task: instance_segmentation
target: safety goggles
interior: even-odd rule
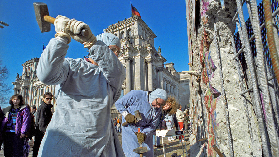
[[[119,57],[120,56],[120,55],[121,53],[120,53],[120,51],[117,49],[117,48],[116,48],[114,47],[112,47],[109,48],[113,52],[113,53],[116,53],[117,54],[117,57]]]

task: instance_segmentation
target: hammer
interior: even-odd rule
[[[141,113],[139,112],[139,111],[138,110],[136,110],[135,111],[134,113],[135,116],[136,116],[136,118],[137,118],[137,121],[139,121],[142,119],[142,115],[141,115]],[[128,122],[127,121],[125,122],[122,123],[122,126],[125,126],[125,125],[126,125],[127,124],[128,124]]]
[[[40,29],[42,33],[51,31],[51,24],[53,24],[55,18],[49,16],[47,5],[40,2],[33,3],[36,19],[39,25]],[[88,35],[88,31],[86,29],[82,29],[79,34],[84,37]]]
[[[138,132],[141,132],[140,129],[140,128],[138,128]],[[137,153],[139,154],[140,157],[143,157],[143,155],[142,153],[145,153],[146,152],[147,152],[148,151],[147,150],[147,147],[142,147],[142,145],[141,144],[140,144],[140,147],[138,147],[137,148],[135,148],[133,150],[133,151],[135,153]]]

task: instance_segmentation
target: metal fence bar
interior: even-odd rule
[[[257,85],[257,81],[254,68],[255,66],[252,60],[253,57],[251,48],[249,44],[246,29],[244,16],[240,0],[236,0],[236,3],[237,6],[237,9],[238,11],[240,21],[242,26],[242,28],[240,28],[240,25],[238,25],[238,27],[239,28],[238,31],[240,32],[239,34],[241,43],[243,45],[245,45],[246,52],[244,53],[244,56],[245,59],[246,59],[246,61],[248,63],[248,65],[249,68],[249,76],[250,78],[250,81],[251,81],[253,89],[254,89],[253,95],[254,96],[254,99],[255,99],[255,103],[256,113],[257,115],[257,118],[258,118],[261,139],[262,140],[262,150],[263,152],[263,155],[265,157],[269,156],[271,156],[270,155],[269,153],[270,151],[269,151],[270,150],[270,148],[267,145],[267,136],[266,134],[266,128],[265,127],[262,117],[261,106],[259,98],[259,92]],[[237,22],[237,24],[238,23]],[[239,25],[239,23],[238,25]],[[241,31],[241,32],[240,32],[240,30]],[[242,34],[242,32],[244,33],[244,34]]]
[[[244,49],[244,48],[245,48],[245,45],[243,46],[241,48],[240,48],[240,49],[238,51],[238,52],[237,52],[237,53],[236,54],[234,54],[234,56],[233,57],[233,59],[232,59],[232,60],[233,60],[234,59],[235,59],[238,56],[238,55],[239,55],[239,54],[240,54],[240,53],[242,52],[242,51],[243,51],[243,50]]]
[[[267,67],[266,67],[265,63],[266,59],[263,54],[262,43],[262,38],[260,35],[261,30],[259,23],[260,20],[259,14],[258,12],[258,8],[257,7],[257,1],[256,0],[247,0],[250,2],[251,5],[252,17],[252,26],[254,34],[255,35],[256,49],[257,50],[257,58],[258,61],[257,70],[259,75],[259,80],[261,84],[261,89],[262,91],[264,104],[263,106],[265,108],[266,115],[266,123],[269,137],[271,146],[272,154],[273,156],[278,156],[279,150],[279,143],[278,143],[276,130],[274,125],[274,122],[273,119],[273,114],[272,108],[271,104],[270,95],[269,90],[267,85],[267,74],[266,72],[267,70]],[[246,1],[247,2],[247,1]]]
[[[235,55],[236,53],[236,50],[235,49],[235,44],[234,43],[234,39],[233,36],[232,36],[231,39],[232,41],[232,45],[233,46],[233,53]],[[235,64],[236,64],[236,67],[237,69],[237,72],[238,74],[238,78],[239,80],[239,83],[240,85],[240,89],[241,92],[244,90],[244,86],[243,85],[243,82],[242,81],[242,75],[241,71],[240,68],[240,61],[239,59],[237,58],[235,59]],[[247,104],[247,102],[246,101],[246,97],[245,95],[242,98],[243,100],[243,104],[244,104],[244,108],[245,109],[245,113],[246,115],[246,118],[247,118],[247,123],[248,125],[248,129],[249,130],[249,134],[250,135],[250,139],[252,145],[254,144],[254,138],[253,137],[253,133],[252,132],[252,127],[251,126],[251,122],[250,121],[250,117],[249,116],[249,111],[248,110],[248,105]]]
[[[244,3],[245,2],[245,1],[246,0],[242,0],[242,1],[241,1],[241,6],[243,5],[243,4],[244,4]],[[234,20],[235,20],[235,19],[236,18],[236,17],[237,16],[237,15],[238,15],[238,10],[236,11],[236,12],[235,13],[235,14],[234,14],[234,16],[233,16],[233,20],[232,20],[232,22],[233,22],[234,21]]]
[[[217,54],[217,59],[218,60],[218,65],[219,67],[219,73],[220,74],[220,81],[222,88],[222,95],[223,97],[223,101],[224,103],[224,109],[225,111],[225,115],[226,117],[226,121],[227,124],[227,132],[228,133],[228,145],[229,146],[230,155],[231,157],[234,156],[233,153],[233,138],[231,132],[231,128],[230,127],[230,122],[228,118],[228,102],[227,101],[227,96],[226,96],[226,91],[225,90],[225,86],[224,85],[224,80],[223,79],[223,73],[222,70],[222,63],[221,62],[221,54],[220,51],[220,47],[217,38],[217,26],[215,23],[214,25],[214,40],[215,40],[215,47],[216,48],[216,52]]]
[[[279,84],[279,58],[274,41],[271,7],[269,0],[263,0],[263,2],[264,3],[265,22],[267,29],[267,36],[268,43],[268,48],[272,60],[273,69],[275,76],[276,76],[277,82]]]
[[[275,78],[275,76],[274,76],[271,77],[269,77],[269,78],[267,79],[267,81],[270,81]],[[258,84],[257,85],[258,85],[258,86],[259,86],[261,85],[261,84],[260,83]],[[251,90],[253,90],[253,87],[250,87],[248,89],[246,90],[245,90],[244,92],[240,93],[240,94],[239,94],[239,95],[243,95],[243,94],[245,94],[245,93],[247,93],[248,92],[249,92],[249,91],[251,91]]]

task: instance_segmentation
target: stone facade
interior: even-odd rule
[[[180,73],[174,64],[164,64],[166,60],[154,47],[156,35],[142,19],[132,16],[105,29],[106,32],[118,37],[121,42],[120,61],[125,67],[126,77],[123,87],[123,95],[132,90],[153,91],[156,88],[165,90],[174,97],[183,108],[189,104],[189,75]],[[163,50],[161,50],[164,53]],[[183,91],[180,93],[180,91]],[[116,112],[115,107],[112,111]],[[112,112],[112,114],[115,113]]]
[[[189,103],[189,75],[177,72],[173,63],[164,66],[166,60],[161,51],[157,53],[154,47],[156,36],[141,19],[137,16],[125,19],[105,30],[120,39],[122,54],[118,58],[126,71],[122,96],[132,90],[153,91],[162,88],[168,95],[174,97],[183,108],[187,107]],[[162,51],[163,53],[163,50]],[[12,83],[15,85],[15,93],[22,94],[26,103],[37,106],[42,98],[41,92],[43,95],[50,91],[54,95],[55,88],[44,84],[37,77],[35,72],[39,59],[35,58],[22,64],[22,76]],[[180,77],[180,75],[183,76]],[[55,103],[54,99],[54,108]],[[112,118],[119,115],[114,105],[111,112]]]
[[[30,106],[36,105],[37,108],[43,101],[44,94],[47,92],[51,92],[54,95],[55,86],[46,85],[42,82],[37,77],[36,69],[39,58],[35,57],[25,62],[21,65],[23,70],[21,76],[17,76],[15,81],[12,83],[14,85],[15,94],[19,93],[24,98],[25,103]],[[52,108],[54,112],[56,100],[53,97],[51,104],[54,107]]]
[[[194,4],[195,1],[186,1],[190,70],[200,72],[195,73],[197,76],[191,75],[189,83],[190,115],[197,142],[201,145],[204,141],[198,140],[208,137],[209,157],[217,156],[214,145],[226,156],[261,156],[259,128],[252,101],[249,96],[246,97],[251,132],[243,98],[239,95],[241,90],[236,63],[232,60],[234,55],[230,39],[235,25],[231,21],[236,11],[235,1],[226,1],[224,9],[219,1],[200,0]],[[221,58],[219,64],[214,38],[214,23]],[[220,64],[225,93],[221,83]]]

DESCRIPTION OF THE TASK:
Gather every line of the records above that contains the word "target", and copy each one out in full.

RESULT OF THIS EXERCISE:
target: safety goggles
target: hammer
target: metal fence bar
target: stone facade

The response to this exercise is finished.